Only a verbatim restatement of the lines from the one with "screen in the photo above." through the end of the listing below is wanted. Pictures should be left out.

Start of Block

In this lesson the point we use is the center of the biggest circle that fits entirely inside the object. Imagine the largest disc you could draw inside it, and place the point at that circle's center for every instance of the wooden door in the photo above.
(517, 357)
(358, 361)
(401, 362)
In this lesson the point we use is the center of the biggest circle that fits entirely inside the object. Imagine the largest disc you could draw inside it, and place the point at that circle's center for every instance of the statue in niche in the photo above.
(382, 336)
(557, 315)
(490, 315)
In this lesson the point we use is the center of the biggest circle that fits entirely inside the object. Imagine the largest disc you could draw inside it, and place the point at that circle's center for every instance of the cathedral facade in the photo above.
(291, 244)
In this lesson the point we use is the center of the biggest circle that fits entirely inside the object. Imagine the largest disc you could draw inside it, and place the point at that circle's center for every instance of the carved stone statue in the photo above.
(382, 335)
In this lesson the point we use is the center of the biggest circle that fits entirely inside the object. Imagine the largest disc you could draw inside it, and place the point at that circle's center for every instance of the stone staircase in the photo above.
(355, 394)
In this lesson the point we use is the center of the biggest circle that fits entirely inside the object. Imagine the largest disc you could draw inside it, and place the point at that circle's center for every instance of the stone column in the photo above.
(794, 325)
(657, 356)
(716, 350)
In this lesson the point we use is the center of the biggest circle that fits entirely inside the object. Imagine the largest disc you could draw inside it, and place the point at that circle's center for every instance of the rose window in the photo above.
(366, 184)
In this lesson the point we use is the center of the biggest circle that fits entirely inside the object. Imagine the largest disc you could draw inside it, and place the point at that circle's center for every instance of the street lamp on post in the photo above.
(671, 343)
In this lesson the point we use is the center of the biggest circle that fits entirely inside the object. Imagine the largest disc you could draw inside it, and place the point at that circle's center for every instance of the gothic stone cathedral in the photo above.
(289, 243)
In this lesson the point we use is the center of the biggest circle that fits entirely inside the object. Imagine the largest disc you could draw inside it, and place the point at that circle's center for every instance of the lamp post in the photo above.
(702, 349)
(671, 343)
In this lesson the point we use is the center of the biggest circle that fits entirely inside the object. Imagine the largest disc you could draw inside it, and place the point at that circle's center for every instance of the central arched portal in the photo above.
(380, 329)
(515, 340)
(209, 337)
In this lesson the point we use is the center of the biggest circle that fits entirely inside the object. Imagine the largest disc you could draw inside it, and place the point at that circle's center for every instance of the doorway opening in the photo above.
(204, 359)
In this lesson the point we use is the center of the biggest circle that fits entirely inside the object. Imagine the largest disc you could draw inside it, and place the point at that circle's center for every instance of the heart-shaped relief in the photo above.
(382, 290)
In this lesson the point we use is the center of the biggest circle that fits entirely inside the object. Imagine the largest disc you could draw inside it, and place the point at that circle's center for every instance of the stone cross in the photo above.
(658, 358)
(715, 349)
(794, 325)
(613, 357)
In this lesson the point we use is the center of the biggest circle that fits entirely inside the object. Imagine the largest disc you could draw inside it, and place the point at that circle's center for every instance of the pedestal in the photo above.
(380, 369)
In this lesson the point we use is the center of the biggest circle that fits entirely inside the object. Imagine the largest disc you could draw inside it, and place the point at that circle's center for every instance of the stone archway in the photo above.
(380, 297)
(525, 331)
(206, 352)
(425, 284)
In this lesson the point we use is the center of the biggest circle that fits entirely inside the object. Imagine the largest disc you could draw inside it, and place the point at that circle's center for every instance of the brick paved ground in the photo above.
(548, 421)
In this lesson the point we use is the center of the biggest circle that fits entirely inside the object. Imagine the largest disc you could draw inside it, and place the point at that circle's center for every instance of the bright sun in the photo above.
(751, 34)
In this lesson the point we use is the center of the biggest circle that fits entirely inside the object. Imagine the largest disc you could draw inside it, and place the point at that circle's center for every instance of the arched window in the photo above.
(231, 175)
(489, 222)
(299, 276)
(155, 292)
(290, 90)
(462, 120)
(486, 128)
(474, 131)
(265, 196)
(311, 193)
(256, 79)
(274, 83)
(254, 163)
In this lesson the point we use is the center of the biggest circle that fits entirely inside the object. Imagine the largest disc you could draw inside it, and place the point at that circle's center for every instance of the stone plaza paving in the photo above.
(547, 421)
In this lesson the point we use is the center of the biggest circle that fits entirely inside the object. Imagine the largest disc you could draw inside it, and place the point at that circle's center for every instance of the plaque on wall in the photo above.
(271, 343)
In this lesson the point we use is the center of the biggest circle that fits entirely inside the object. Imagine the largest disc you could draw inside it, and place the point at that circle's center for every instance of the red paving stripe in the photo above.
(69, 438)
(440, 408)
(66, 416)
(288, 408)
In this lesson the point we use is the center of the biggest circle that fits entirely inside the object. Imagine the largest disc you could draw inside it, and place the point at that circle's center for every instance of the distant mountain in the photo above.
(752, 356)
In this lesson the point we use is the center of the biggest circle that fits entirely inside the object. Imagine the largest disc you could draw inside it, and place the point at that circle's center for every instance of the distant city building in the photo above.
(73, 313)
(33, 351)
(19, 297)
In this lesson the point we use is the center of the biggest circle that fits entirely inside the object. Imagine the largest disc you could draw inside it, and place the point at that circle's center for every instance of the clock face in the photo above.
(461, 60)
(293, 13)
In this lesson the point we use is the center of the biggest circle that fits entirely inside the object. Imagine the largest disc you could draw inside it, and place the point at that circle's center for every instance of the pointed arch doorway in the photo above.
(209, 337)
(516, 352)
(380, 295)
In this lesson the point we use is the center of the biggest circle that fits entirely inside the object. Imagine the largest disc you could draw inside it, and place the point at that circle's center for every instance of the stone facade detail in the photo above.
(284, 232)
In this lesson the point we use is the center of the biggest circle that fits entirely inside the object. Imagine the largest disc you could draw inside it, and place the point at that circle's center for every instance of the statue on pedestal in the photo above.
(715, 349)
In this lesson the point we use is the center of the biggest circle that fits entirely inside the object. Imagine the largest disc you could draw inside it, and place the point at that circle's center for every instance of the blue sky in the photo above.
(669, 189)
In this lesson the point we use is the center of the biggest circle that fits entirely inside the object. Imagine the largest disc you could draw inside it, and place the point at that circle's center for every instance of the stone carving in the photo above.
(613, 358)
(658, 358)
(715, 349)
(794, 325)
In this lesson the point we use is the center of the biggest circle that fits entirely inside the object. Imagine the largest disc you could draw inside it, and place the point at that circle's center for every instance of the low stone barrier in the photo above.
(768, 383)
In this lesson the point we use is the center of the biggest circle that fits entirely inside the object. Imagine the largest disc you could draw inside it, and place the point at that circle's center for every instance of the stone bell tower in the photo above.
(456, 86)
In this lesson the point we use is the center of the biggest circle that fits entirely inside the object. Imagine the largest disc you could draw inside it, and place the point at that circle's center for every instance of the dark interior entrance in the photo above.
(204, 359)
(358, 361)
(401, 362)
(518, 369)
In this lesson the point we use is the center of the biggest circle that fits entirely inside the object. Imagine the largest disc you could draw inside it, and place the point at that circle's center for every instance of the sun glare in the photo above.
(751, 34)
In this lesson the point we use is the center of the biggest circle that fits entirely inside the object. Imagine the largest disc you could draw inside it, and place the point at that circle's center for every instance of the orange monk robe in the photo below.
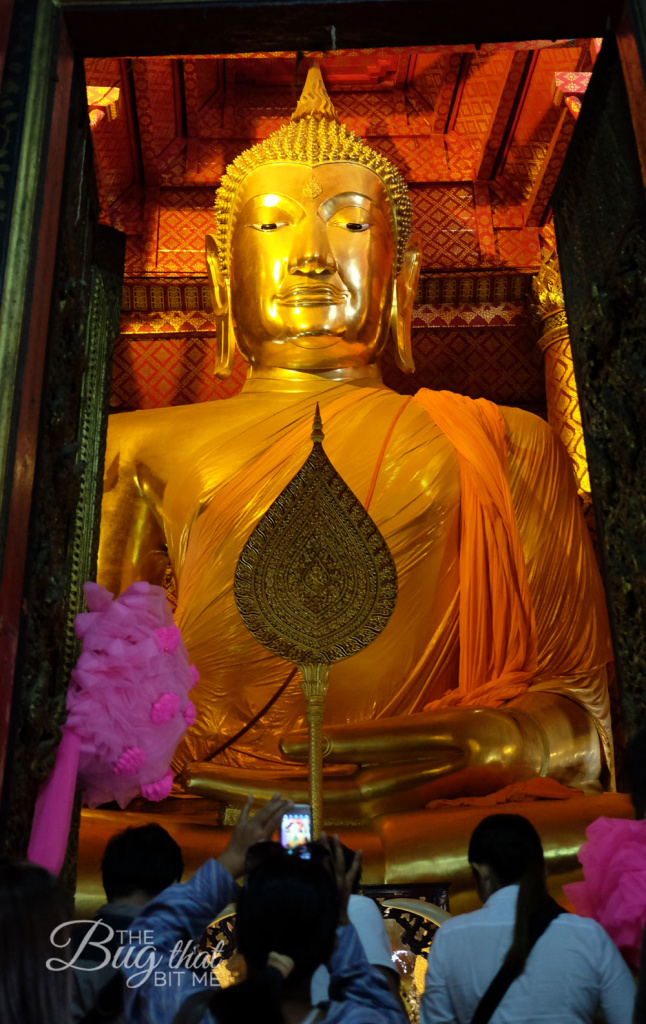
(389, 448)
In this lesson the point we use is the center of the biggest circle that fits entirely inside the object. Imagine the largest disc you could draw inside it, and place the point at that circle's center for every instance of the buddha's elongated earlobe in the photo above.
(402, 300)
(221, 299)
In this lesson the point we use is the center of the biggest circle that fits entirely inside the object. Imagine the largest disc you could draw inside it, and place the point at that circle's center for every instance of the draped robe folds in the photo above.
(391, 453)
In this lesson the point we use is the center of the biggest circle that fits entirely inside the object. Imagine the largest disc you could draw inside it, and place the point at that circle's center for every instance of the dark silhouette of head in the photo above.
(140, 861)
(635, 768)
(291, 906)
(32, 905)
(506, 850)
(509, 846)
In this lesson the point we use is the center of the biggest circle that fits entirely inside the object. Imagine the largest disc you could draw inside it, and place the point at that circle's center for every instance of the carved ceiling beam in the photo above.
(504, 104)
(444, 99)
(463, 75)
(514, 116)
(190, 98)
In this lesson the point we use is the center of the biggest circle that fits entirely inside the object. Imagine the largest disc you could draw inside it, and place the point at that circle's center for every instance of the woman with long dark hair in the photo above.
(32, 905)
(520, 957)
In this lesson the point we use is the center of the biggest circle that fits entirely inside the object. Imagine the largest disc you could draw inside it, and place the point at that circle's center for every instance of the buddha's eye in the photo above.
(272, 225)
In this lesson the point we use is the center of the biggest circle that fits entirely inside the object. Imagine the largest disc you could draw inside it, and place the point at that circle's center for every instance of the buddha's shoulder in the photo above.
(525, 429)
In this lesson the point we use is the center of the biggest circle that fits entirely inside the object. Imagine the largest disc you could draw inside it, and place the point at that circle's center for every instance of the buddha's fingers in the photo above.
(381, 743)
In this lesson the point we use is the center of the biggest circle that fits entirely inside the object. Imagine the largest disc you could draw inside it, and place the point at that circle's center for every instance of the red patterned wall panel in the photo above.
(156, 109)
(537, 119)
(519, 248)
(480, 97)
(444, 216)
(154, 371)
(501, 364)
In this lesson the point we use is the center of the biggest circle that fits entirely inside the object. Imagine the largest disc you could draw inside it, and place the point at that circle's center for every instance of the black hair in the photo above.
(291, 906)
(288, 905)
(32, 905)
(348, 858)
(511, 846)
(145, 858)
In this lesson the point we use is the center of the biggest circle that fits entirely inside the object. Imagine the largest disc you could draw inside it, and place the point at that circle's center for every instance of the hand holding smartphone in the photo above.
(296, 830)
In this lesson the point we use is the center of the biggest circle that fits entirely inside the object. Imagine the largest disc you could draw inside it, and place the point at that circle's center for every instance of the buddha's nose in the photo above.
(314, 263)
(311, 254)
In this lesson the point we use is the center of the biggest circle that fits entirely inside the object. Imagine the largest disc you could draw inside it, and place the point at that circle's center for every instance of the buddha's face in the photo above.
(311, 261)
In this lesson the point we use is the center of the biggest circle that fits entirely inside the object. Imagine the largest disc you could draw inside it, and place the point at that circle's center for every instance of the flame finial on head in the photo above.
(317, 433)
(312, 136)
(314, 100)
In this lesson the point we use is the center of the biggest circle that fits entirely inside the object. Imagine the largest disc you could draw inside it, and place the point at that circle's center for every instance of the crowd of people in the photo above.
(315, 950)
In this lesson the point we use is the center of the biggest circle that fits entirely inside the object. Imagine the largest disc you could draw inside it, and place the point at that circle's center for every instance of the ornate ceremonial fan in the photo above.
(315, 583)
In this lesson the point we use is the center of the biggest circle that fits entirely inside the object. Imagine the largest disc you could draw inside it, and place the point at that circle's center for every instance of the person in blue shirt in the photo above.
(561, 969)
(292, 915)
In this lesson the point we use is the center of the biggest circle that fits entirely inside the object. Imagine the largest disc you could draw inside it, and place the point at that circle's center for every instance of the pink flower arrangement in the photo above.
(128, 708)
(613, 890)
(128, 700)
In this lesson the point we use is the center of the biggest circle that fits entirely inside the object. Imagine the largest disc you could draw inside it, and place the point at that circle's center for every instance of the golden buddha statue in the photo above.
(492, 668)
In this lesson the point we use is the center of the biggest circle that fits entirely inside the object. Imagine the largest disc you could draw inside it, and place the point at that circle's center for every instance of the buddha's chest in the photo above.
(391, 455)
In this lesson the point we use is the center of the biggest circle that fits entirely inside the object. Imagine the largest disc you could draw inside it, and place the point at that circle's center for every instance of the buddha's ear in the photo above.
(217, 281)
(402, 300)
(220, 297)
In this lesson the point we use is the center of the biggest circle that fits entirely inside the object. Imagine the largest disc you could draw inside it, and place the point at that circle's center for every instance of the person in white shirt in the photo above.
(559, 968)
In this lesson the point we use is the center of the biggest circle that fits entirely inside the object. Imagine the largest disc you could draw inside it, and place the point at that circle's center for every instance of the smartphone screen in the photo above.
(296, 830)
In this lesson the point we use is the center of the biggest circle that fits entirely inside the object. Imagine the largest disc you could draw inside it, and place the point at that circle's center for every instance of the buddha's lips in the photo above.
(311, 295)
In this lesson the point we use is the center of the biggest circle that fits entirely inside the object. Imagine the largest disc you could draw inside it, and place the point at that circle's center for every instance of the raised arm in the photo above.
(132, 544)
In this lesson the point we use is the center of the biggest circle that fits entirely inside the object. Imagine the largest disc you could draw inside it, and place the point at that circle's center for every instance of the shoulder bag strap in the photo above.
(499, 986)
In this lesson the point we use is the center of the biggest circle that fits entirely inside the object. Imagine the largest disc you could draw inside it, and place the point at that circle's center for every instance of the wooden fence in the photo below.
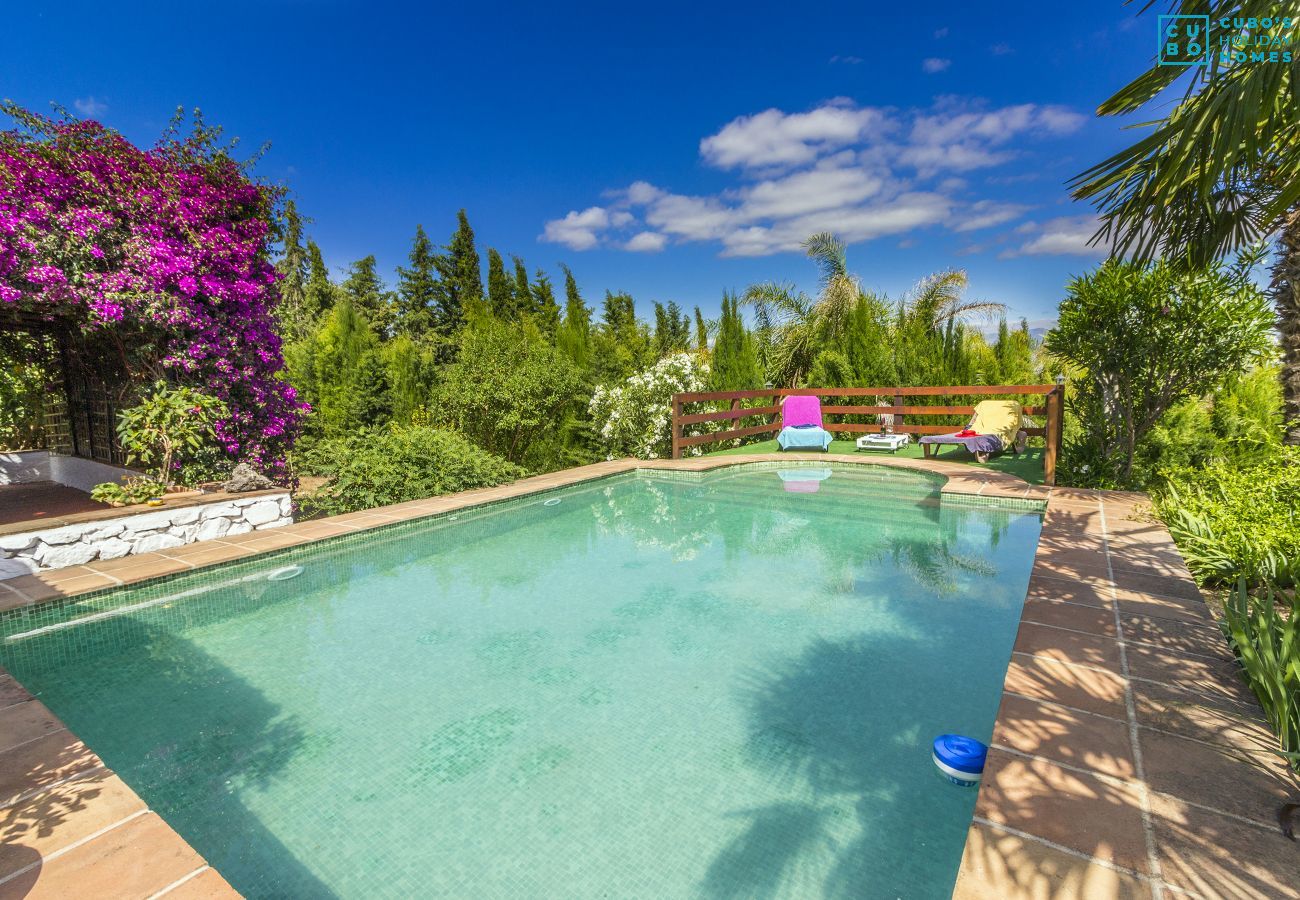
(770, 409)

End of Block

REPLY.
In this lesson the point we use is the center of the biggest circle that fits entirely inside the object. Imagine the largest disc you could draw inside it, and place the point at that circle's center for every instance of the smartphone screen in the photo above.
(296, 830)
In this lesson the point we use is the center of the biggest circle that fits entirely inside the object. Imagine the largest disc you could draw inside it, and place the point at that circle's center for every instance of the buddha's lips in the photo above.
(311, 295)
In this lesson the point we use is the center of the biggest circle that fits entirely inside the object. Imagine the largest disc you could draw inside it, and place the point at that circle's center for every instance of the raised arm in the photo above.
(132, 544)
In this lesson the point we use is the center of the biggest circle that fits entirely inside the object. Imagine the largest disc you could draw inside it, and place the point at that circle's center for every instance of the shoulder bag strap in the photo above.
(499, 986)
In this lesson the point we use is the center of the biggest circle that fits entirely inside the object. Imagine the largest disc you could draw inside it, and place the point at that circle's center for every instance of the wooden fence in the photo below.
(770, 409)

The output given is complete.